• _Working data_:
- - - - -

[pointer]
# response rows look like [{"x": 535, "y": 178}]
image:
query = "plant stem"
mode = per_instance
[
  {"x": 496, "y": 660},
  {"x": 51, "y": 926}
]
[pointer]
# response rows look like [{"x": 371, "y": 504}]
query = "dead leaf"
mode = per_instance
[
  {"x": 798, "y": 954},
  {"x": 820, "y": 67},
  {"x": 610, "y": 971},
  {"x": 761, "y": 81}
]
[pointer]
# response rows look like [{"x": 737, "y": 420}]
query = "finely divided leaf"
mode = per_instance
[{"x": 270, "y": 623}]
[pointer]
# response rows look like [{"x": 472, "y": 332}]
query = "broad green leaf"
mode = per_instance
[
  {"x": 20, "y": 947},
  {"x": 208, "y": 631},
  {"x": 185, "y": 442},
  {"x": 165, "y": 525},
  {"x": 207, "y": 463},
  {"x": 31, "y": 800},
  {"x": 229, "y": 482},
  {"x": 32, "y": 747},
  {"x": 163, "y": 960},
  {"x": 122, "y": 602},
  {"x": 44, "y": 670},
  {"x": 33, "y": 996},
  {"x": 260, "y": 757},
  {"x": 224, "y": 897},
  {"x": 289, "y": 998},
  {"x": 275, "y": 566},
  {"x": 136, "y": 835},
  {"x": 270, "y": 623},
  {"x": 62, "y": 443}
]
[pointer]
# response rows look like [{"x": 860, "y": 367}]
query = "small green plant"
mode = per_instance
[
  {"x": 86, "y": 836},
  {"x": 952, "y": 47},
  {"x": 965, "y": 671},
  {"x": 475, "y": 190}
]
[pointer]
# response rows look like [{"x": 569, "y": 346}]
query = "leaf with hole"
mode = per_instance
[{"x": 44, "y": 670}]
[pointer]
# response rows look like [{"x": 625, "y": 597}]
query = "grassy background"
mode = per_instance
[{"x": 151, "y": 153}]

- - - - -

• _Exercise instructions_: Copy out every line of the data above, exactly as given.

• _Solution_:
[pointer]
# response rows look like [{"x": 535, "y": 178}]
image:
query = "plant stem"
mode = per_instance
[
  {"x": 496, "y": 660},
  {"x": 51, "y": 926}
]
[pointer]
# response rows look like [{"x": 371, "y": 504}]
query = "dead leaf"
mode = per_instance
[
  {"x": 798, "y": 954},
  {"x": 820, "y": 67},
  {"x": 610, "y": 971},
  {"x": 761, "y": 81}
]
[pointer]
# response rows look like [{"x": 737, "y": 420}]
query = "finely divided leaf"
mode = per_instance
[{"x": 270, "y": 623}]
[pointer]
# response rows look like [{"x": 472, "y": 332}]
query = "broad green leaf"
mode = per_instance
[
  {"x": 20, "y": 947},
  {"x": 208, "y": 631},
  {"x": 185, "y": 442},
  {"x": 165, "y": 525},
  {"x": 207, "y": 463},
  {"x": 31, "y": 800},
  {"x": 229, "y": 482},
  {"x": 32, "y": 747},
  {"x": 163, "y": 960},
  {"x": 122, "y": 602},
  {"x": 44, "y": 670},
  {"x": 33, "y": 996},
  {"x": 260, "y": 757},
  {"x": 224, "y": 897},
  {"x": 289, "y": 998},
  {"x": 275, "y": 566},
  {"x": 136, "y": 835},
  {"x": 270, "y": 623},
  {"x": 62, "y": 443}
]
[pointer]
# response rows look like [{"x": 860, "y": 367}]
query = "small green plant"
mode = per_instance
[
  {"x": 86, "y": 836},
  {"x": 952, "y": 47},
  {"x": 965, "y": 671},
  {"x": 475, "y": 190}
]
[pointer]
# response rows look like [{"x": 569, "y": 346}]
query = "leaf with hole"
mode = per_instance
[{"x": 44, "y": 670}]
[pointer]
# response rows look like [{"x": 625, "y": 597}]
query = "grassy background"
mode = per_instance
[{"x": 151, "y": 153}]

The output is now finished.